Given text ->

The category of recruiter I am talking about here is the new recruiter where there isn’t a history of financial results to provide some surety that you are making the right decision. This is the person who has typically been working for you for between four and ten months. There may have been some strong billing months, they are probably delivering an inconsistent level of high pay-off activities but no pattern of above-acceptable billings or activity levels has yet emerged. The jury is out, and you’re the jury foreman.

Here are the things to look for as almost sure-fire signs that it’s time to say goodbye and start your search for a replacement.

1. Lateness:  As any of my former team will attest, I wasn’t very tolerant of lateness. We all get held up from time-to-time but it’s the pattern of lateness and the throw-away excuses (‘bloody traffic’ – lots of traffic in the CBD during peak hour, who knew?) that are clinchers.

Any under-performing recruiter should be one of the first in the office each day, not one of the last. If they are consistently late they clearly don’t care whether they succeed or fail, so why should you?

What you will do ->
1) In the passage on letting go of new recruiters, rewrite the part from "Any under-performing recruiter" to "why should you?", changing "office" to "branch".
2) List every hyphenated word or compound in the passage on letting go of new recruiters, in the order they appear.

Material ->
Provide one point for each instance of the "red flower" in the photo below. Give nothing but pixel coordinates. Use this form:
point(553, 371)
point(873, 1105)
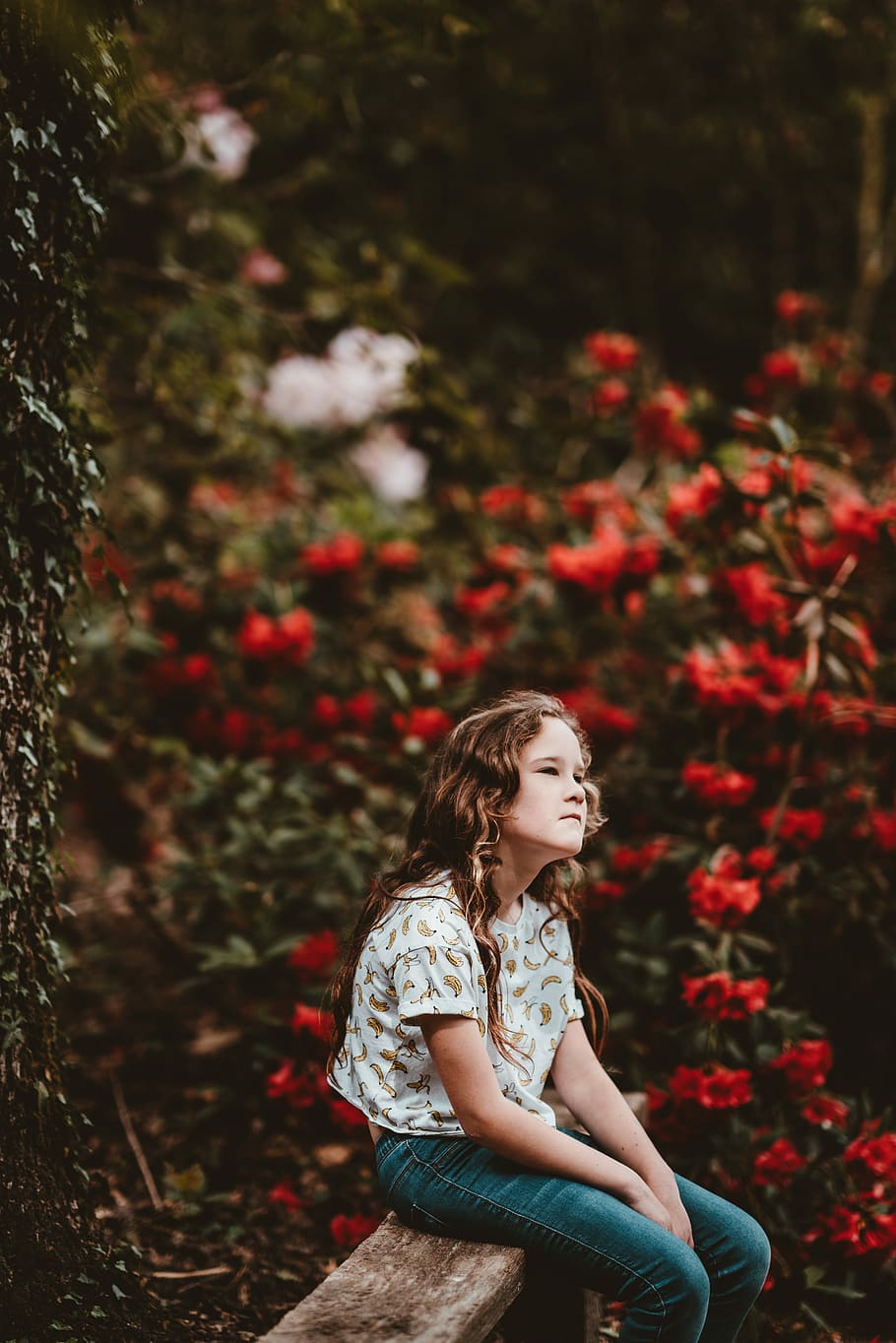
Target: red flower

Solutions to the tasks ->
1)
Any under-performing recruiter should be one of the first in the branch each day, not one of the last. If they are consistently late they clearly don’t care whether they succeed or fail, so why should you?

2)
pay-off
above-acceptable
sure-fire
time-to-time
throw-away
under-performing